■ Tâche demandée 1
Renommez "detect_objects" en "locate_objects" dans les enregistrements, depuis leur début jusqu'à la ligne contenant "[[0, 425, 1024, 766]]" incluse, et reproduisez tout ce passage sans aucune autre modification. Les images ne doivent pas figurer dans la réponse.

■ Texte source
--- --- ---
Lorsqu'une personne est dépossédée d'un titre au porteur, principalement en cas de perte ou de vol, deux situations ou deux ordres de questions peuvent se poser :

a) A quelle condition le porteur dépossédé peut-il toucher, de l'établissement débiteur, les revenus et le capital, s'il est remboursable, et se faire délivrer un titre nouveau ou duplicata?

Ici la question se pose uniquement dans les rapports du porteur dépossédé et de l'établissement débiteur: il n'y a aucun tiers en cause.

b) Mais il y a un deuxième ordre de questions, qui présente plus de difficultés. Il est possible que le titre perdu ou volé soit l'objet d'une négociation et arrive entre les mains d'un tiers de bonne foi est-ce que le propriétaire dépossédé peut revendiquer contre ce tiers? ou bien est-ce que la revendication lui sera refusée?

Ces deux ordres de questions ne sont pas résolus de la même manière par toutes les législations. Il y a entre les lois des différents pays des divergences assez grandes.
--- --- ---
■ Données fournies
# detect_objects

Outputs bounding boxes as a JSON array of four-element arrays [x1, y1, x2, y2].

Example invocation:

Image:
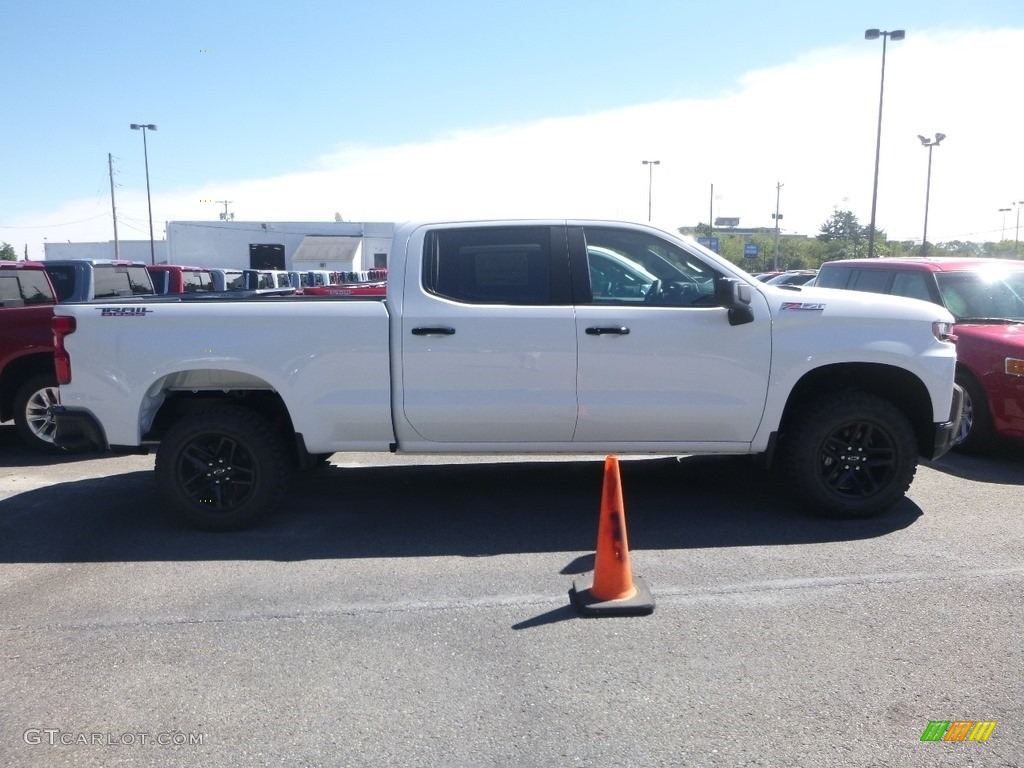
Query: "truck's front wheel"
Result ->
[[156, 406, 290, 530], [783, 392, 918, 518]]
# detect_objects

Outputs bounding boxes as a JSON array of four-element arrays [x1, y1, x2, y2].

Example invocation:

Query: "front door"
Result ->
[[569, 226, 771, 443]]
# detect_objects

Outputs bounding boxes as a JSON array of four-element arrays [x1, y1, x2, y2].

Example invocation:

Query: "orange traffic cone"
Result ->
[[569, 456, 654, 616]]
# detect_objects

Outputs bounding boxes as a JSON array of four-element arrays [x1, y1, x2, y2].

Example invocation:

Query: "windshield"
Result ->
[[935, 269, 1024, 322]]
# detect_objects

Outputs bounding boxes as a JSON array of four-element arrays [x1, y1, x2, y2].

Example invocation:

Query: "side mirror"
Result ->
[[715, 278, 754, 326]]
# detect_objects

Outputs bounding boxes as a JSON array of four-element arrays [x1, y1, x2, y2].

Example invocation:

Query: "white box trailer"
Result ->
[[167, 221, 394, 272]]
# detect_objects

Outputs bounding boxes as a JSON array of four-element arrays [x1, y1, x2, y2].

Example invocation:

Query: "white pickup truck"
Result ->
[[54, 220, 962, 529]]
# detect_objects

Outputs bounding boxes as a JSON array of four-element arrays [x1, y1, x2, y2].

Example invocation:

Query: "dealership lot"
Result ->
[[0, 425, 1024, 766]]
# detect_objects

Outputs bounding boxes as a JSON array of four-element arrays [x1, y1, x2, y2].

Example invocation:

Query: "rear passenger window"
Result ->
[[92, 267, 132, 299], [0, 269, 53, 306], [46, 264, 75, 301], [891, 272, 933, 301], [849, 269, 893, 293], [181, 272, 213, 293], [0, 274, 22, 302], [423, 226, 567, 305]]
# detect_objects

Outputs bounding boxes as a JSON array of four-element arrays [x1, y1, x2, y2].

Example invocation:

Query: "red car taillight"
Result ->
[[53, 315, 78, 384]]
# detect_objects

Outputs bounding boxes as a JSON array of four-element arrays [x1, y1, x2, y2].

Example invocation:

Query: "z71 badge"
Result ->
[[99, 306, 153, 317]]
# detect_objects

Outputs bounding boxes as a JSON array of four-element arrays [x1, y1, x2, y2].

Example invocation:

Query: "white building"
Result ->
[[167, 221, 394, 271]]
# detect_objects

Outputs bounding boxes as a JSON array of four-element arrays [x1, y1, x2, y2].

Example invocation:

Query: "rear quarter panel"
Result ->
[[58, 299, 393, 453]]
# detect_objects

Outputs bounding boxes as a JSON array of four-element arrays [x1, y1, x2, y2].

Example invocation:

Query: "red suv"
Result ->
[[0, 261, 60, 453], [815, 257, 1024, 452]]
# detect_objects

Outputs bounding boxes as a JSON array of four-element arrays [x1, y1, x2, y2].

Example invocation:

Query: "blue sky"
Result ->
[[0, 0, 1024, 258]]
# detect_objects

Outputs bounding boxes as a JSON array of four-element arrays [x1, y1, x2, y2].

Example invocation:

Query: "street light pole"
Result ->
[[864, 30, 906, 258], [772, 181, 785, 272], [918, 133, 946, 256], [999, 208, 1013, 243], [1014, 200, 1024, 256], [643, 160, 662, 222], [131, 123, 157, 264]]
--- --- ---
■ Tâche demandée 2
Répondez aux questions suivantes d'après le texte sur les titres au porteur.
(a) Dans quels cas principaux une personne peut-elle être dépossédée d'un titre au porteur ?
(b) Entre quelles parties se pose la question du premier ordre ?
(c) Selon le texte, comment les législations des différents pays traitent-elles ces deux ordres de questions ?

■ Solution proposée 1
# locate_objects

Outputs bounding boxes as a JSON array of four-element arrays [x1, y1, x2, y2].

Example invocation:

Image:
Query: "truck's front wheel"
Result ->
[[156, 406, 290, 530], [783, 392, 918, 518]]
# locate_objects

Outputs bounding boxes as a JSON array of four-element arrays [x1, y1, x2, y2].

Example invocation:

Query: "front door"
Result ->
[[569, 226, 771, 443]]
# locate_objects

Outputs bounding boxes as a JSON array of four-element arrays [x1, y1, x2, y2].

Example invocation:

Query: "orange traffic cone"
Result ->
[[569, 456, 654, 616]]
# locate_objects

Outputs bounding boxes as a JSON array of four-element arrays [x1, y1, x2, y2].

Example invocation:

Query: "windshield"
Result ->
[[935, 269, 1024, 322]]
# locate_objects

Outputs bounding boxes as a JSON array of four-element arrays [x1, y1, x2, y2].

Example invocation:

Query: "side mirror"
Result ->
[[715, 278, 754, 326]]
# locate_objects

Outputs bounding boxes as a JSON array of four-element arrays [x1, y1, x2, y2].

Example invocation:

Query: "white box trailer"
Result ->
[[167, 221, 394, 272]]
# locate_objects

Outputs bounding boxes as a JSON array of four-element arrays [x1, y1, x2, y2].

Example invocation:

Query: "white pickup truck"
Result ->
[[54, 220, 962, 529]]
# locate_objects

Outputs bounding boxes as a JSON array of four-element arrays [x1, y1, x2, y2].

Example invocation:

Query: "dealership lot"
Result ->
[[0, 425, 1024, 766]]

■ Solution proposée 2
(a) Principalement en cas de perte ou de vol.
(b) Uniquement entre le porteur dépossédé et l'établissement débiteur, sans aucun tiers en cause.
(c) Elles ne les résolvent pas toutes de la même manière et présentent des divergences assez grandes.